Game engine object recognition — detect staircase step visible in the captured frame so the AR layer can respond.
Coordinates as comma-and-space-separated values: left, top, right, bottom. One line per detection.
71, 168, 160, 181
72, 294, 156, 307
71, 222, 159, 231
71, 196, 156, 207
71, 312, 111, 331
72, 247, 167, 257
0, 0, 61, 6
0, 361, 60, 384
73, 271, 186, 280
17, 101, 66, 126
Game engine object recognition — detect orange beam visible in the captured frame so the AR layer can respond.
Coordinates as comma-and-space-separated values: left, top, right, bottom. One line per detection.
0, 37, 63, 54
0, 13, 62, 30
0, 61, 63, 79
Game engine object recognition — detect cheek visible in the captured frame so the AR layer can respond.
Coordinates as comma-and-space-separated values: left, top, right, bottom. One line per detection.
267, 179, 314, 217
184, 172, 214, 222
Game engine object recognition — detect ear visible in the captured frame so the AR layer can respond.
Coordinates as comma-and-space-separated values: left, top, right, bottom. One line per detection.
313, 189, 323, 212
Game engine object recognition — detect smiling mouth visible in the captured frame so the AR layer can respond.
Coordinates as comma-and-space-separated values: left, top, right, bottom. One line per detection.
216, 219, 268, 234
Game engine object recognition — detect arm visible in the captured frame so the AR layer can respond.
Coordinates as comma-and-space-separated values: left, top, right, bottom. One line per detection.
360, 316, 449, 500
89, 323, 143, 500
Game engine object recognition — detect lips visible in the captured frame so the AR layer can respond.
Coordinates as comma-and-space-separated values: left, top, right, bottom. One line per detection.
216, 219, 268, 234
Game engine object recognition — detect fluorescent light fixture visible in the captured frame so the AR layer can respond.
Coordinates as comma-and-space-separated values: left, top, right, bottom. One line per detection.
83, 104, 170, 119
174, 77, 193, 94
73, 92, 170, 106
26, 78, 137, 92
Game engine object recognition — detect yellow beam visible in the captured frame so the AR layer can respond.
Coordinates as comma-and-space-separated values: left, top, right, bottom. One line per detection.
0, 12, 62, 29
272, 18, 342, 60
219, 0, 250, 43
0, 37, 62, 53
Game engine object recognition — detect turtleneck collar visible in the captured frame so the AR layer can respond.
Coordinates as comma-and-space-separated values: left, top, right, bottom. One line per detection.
================================
» Aim of the exercise:
Reproduce verbatim the material from its start through the line containing "71, 312, 111, 331", both ends included.

» Task result:
Game engine object recognition — detect staircase step visible in the captured frame so the AR layer can respond.
Coordinates as comma-and-space-separated values: left, top, right, bottom. One line per detection.
71, 168, 160, 181
72, 294, 156, 307
71, 222, 159, 231
71, 196, 156, 207
71, 312, 111, 331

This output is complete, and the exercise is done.